[Supplied data]:
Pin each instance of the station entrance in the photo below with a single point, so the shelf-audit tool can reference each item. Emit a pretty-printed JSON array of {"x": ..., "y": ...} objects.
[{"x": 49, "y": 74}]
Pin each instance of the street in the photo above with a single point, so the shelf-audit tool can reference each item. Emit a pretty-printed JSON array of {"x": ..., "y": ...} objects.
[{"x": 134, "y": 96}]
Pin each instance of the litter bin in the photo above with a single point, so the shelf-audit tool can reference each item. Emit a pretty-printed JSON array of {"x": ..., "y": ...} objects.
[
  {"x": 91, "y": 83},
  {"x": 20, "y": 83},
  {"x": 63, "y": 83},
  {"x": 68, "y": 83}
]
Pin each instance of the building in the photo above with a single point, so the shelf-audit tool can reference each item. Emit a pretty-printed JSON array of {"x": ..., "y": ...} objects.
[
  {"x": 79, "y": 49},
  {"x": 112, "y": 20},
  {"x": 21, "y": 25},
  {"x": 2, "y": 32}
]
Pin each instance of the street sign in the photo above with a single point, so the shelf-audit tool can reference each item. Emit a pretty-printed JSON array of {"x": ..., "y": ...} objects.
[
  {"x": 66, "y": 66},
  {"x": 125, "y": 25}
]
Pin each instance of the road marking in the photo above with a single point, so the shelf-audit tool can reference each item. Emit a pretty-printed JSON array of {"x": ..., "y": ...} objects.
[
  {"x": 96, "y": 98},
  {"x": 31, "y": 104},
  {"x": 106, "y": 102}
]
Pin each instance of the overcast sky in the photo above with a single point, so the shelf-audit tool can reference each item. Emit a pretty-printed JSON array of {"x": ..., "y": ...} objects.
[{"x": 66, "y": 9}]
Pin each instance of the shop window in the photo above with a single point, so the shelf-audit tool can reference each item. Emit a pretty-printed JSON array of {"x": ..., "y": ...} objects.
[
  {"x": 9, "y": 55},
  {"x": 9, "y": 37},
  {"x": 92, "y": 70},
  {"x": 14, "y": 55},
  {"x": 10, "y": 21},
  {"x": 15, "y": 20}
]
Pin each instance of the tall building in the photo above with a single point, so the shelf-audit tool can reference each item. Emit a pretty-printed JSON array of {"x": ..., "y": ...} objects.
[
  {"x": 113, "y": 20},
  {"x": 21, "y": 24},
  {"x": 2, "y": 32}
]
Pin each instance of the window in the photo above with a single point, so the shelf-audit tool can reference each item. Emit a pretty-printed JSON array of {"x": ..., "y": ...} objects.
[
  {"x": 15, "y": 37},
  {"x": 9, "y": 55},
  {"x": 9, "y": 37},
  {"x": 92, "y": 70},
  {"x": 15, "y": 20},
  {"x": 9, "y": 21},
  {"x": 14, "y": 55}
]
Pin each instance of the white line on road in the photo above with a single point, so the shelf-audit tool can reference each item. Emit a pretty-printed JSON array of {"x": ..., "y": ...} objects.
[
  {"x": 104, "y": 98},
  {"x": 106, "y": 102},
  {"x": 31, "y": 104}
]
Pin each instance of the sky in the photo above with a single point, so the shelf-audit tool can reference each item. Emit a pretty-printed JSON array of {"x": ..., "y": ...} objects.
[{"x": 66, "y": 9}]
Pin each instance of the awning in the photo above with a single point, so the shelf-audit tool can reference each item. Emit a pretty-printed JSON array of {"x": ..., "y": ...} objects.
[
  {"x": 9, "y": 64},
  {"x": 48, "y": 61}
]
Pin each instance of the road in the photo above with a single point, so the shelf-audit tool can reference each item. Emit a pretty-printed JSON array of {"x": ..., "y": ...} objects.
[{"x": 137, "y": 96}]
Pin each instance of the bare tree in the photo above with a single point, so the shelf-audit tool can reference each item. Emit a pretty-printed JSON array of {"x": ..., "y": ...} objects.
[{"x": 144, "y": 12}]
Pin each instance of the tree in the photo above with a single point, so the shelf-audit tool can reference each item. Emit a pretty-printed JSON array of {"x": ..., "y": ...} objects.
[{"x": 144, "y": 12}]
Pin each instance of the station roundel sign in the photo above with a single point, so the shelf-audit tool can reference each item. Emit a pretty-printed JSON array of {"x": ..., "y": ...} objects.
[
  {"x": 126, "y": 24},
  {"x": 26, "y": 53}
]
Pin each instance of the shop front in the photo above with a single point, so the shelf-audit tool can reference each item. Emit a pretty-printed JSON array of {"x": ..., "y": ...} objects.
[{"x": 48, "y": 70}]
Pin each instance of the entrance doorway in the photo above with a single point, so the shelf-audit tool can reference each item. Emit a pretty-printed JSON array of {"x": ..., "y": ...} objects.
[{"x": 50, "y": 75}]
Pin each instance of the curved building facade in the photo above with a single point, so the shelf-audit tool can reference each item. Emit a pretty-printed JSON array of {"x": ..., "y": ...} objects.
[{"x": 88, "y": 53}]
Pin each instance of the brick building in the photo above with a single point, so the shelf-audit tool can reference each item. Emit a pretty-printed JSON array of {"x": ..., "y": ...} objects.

[Stated goal]: Please quote exactly the lines from the one containing "Pin each instance of the awning" through the last line of the records above, both included, and nothing else.

[Result of the exercise]:
Pin each instance of the awning in the photo above with a single point, so the shelf-audit tool can reference each item. Emit a pretty-printed JSON array of {"x": ..., "y": ...} objects.
[
  {"x": 9, "y": 64},
  {"x": 48, "y": 61}
]
Pin each instance of the road in the photo above with a single point, so the shelf-audit tool can reference each item. Emit a pretty-printed JSON array of {"x": ..., "y": ...} objects.
[{"x": 137, "y": 96}]
Pin each instance of the bare tree in the photo above with a single point, so the shelf-audit tool can reference each item. Emit a pretty-printed JSON array of {"x": ..., "y": ...} objects.
[{"x": 144, "y": 12}]
Pin each instance of the tree in the photo above with a single point, so the shelf-audit tool can reference each item. Emit a pretty-printed JSON array of {"x": ..., "y": ...} objects.
[{"x": 144, "y": 12}]
Pin each instance of the station roundel sign in the photo above with a single point, so the shelf-audit tool can reference each item. Emit a pretty-printed JSON array of {"x": ..., "y": ...} objects.
[
  {"x": 126, "y": 24},
  {"x": 26, "y": 53}
]
Pin each instance of the shop front in the photo above with a single point, so the shelf-audit tool can reference each item. Emit a pretty-printed JSON array of {"x": ..., "y": ...} objects.
[{"x": 48, "y": 70}]
Pin each instance of the entrance doorway in the photo above with a single point, so the shelf-audit tool can reference each item. Emit a pretty-printed JSON array of {"x": ..., "y": ...} objects.
[{"x": 50, "y": 75}]
Pin each instance of the curved building facade in the photo above with a single point, so the shelf-audit tool can reference each item. Emit a pretty-printed JSON array of {"x": ..., "y": ...} objects.
[{"x": 88, "y": 53}]
Pin each instance of the brick building in the photo above with a single point, so the shelf-audit tool can reference each item. Emit a pretty-printed JSON array of {"x": ..., "y": ...} objects.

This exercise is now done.